▶ Instructions for the task: Each record must be printed again exactly as given.

(Records for the task begins)

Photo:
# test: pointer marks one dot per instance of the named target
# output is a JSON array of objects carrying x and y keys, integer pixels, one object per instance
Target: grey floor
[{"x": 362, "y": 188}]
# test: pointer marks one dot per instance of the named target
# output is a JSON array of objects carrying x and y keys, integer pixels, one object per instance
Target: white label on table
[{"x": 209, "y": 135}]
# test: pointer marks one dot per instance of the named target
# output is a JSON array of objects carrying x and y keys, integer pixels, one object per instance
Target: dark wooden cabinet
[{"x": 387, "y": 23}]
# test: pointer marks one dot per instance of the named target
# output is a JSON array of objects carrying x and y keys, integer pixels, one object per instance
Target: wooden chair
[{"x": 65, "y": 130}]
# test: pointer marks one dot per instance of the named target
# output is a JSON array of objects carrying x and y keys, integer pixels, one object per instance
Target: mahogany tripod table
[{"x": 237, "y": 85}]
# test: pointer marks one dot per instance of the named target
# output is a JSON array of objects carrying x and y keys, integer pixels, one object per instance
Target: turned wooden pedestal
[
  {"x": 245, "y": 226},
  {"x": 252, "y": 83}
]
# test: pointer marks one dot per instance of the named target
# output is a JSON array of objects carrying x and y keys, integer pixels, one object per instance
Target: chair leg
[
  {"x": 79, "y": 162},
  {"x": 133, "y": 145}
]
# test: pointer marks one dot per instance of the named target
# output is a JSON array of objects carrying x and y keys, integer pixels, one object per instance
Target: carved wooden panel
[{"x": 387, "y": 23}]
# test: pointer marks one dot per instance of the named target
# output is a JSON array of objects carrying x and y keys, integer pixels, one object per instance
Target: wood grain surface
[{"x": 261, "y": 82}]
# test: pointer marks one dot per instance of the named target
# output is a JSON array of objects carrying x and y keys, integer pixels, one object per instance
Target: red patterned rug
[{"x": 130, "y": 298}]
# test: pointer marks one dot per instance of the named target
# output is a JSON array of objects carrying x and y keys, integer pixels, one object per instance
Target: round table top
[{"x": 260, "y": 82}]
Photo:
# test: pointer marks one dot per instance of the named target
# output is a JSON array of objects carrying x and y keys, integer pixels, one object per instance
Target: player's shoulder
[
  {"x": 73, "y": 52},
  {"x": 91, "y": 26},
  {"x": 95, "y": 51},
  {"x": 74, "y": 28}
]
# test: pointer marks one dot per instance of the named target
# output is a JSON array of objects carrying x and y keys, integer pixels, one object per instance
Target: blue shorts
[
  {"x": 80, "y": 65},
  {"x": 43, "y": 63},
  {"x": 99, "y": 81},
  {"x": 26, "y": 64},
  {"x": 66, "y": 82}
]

(Records for the task ends)

▶ Exercise output:
Photo:
# test: pointer marks one dot per instance of the named target
# output is a JSON array of objects carrying x and y keys, integer pixels, one object per instance
Target: grey floor
[{"x": 362, "y": 188}]
# test: pointer marks one dot per instance of the named target
# output is a JSON array of objects carrying x and y keys, integer pixels, one object per instance
Target: white label on table
[{"x": 209, "y": 135}]
# test: pointer marks one dot per instance of the named target
# output is a JSON array of objects carrying x and y keys, integer pixels, one object per instance
Target: dark wooden cabinet
[{"x": 387, "y": 23}]
# test: pointer marks one dot per instance of the named target
# output is a JSON array of objects carrying x and y keys, integer pixels, one object per instance
Target: wooden chair
[{"x": 65, "y": 130}]
# test: pointer marks one dot per instance of the named target
# output is a JSON array of objects carrying x and y keys, integer pixels, one object per instance
Target: mahogany tripod table
[{"x": 237, "y": 85}]
# test: pointer marks one dot per instance of the named target
# output is a JSON array of objects carrying x and y keys, integer pixels, one object per instance
Target: turned wooden pedestal
[
  {"x": 245, "y": 226},
  {"x": 252, "y": 83}
]
# test: pointer marks one dot per instance of the named target
# output is a JSON array of objects carrying x and y keys, integer pixels, one object per instance
Target: chair leg
[
  {"x": 79, "y": 162},
  {"x": 133, "y": 145}
]
# test: pointer marks one dot per instance of the named target
# output is a JSON array of objects carrying x and y keys, integer pixels, one object per instance
Target: carved wooden panel
[{"x": 387, "y": 23}]
# test: pointer marks one dot per instance of the named target
# output is a JSON array of objects carrying x and y keys, integer pixels, one object per instance
Target: wood grain surface
[{"x": 261, "y": 82}]
# test: pointer marks one dot per instance of the named target
# output is a JSON array of objects carrying x and y keys, integer pixels, one object per instance
Target: red patterned rug
[{"x": 130, "y": 298}]
# test: pointer marks one dot per instance of the named target
# output is a JSON array of objects carrying x and y keys, integer pixels, one object per instance
Target: round table top
[{"x": 260, "y": 82}]
Photo:
# test: pointer marks one dot per instance of the named target
# output is a JSON array of objects carrying x and y keys, integer pixels, one object per instance
Target: player's shoulder
[
  {"x": 73, "y": 52},
  {"x": 91, "y": 26},
  {"x": 95, "y": 51},
  {"x": 74, "y": 28}
]
# test: pointer marks one dot per instance of the named target
# output is a JSON array of objects carrying x and y keys, integer pixels, one object per instance
Target: blue shorts
[
  {"x": 80, "y": 65},
  {"x": 43, "y": 63},
  {"x": 99, "y": 81},
  {"x": 26, "y": 64},
  {"x": 66, "y": 82}
]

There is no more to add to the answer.